***** Extracted entries *****

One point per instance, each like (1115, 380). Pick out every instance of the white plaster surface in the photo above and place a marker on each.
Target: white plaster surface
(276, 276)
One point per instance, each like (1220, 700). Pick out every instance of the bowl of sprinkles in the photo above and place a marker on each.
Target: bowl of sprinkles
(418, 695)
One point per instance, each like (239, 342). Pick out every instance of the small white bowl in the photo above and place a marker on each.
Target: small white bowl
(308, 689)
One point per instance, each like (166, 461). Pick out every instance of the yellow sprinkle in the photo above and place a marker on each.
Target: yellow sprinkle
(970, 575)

*****

▶ What the exercise asks: Copy the lines above again, swapping every "place a marker" for "put a dot" and keeping all other text as it is.

▶ Exercise response:
One point per instance, each like (1115, 380). Pick out every instance of the white plaster surface in the photo above and put a dot on each.
Target: white plaster surface
(276, 276)
One point per instance, each like (1220, 700). Pick out every instance of the bowl of sprinkles in the photo above and put a dot on each.
Target: bowl of sprinkles
(418, 695)
One point per instance, each like (239, 342). Pick out every instance of the small white bowl in the photo above and put a dot on each.
Target: small white bowl
(308, 689)
One point per instance, each like (166, 461). Pick out every instance of the yellow sprinkle in the photo above and put a dot on each.
Target: yellow sprinkle
(970, 575)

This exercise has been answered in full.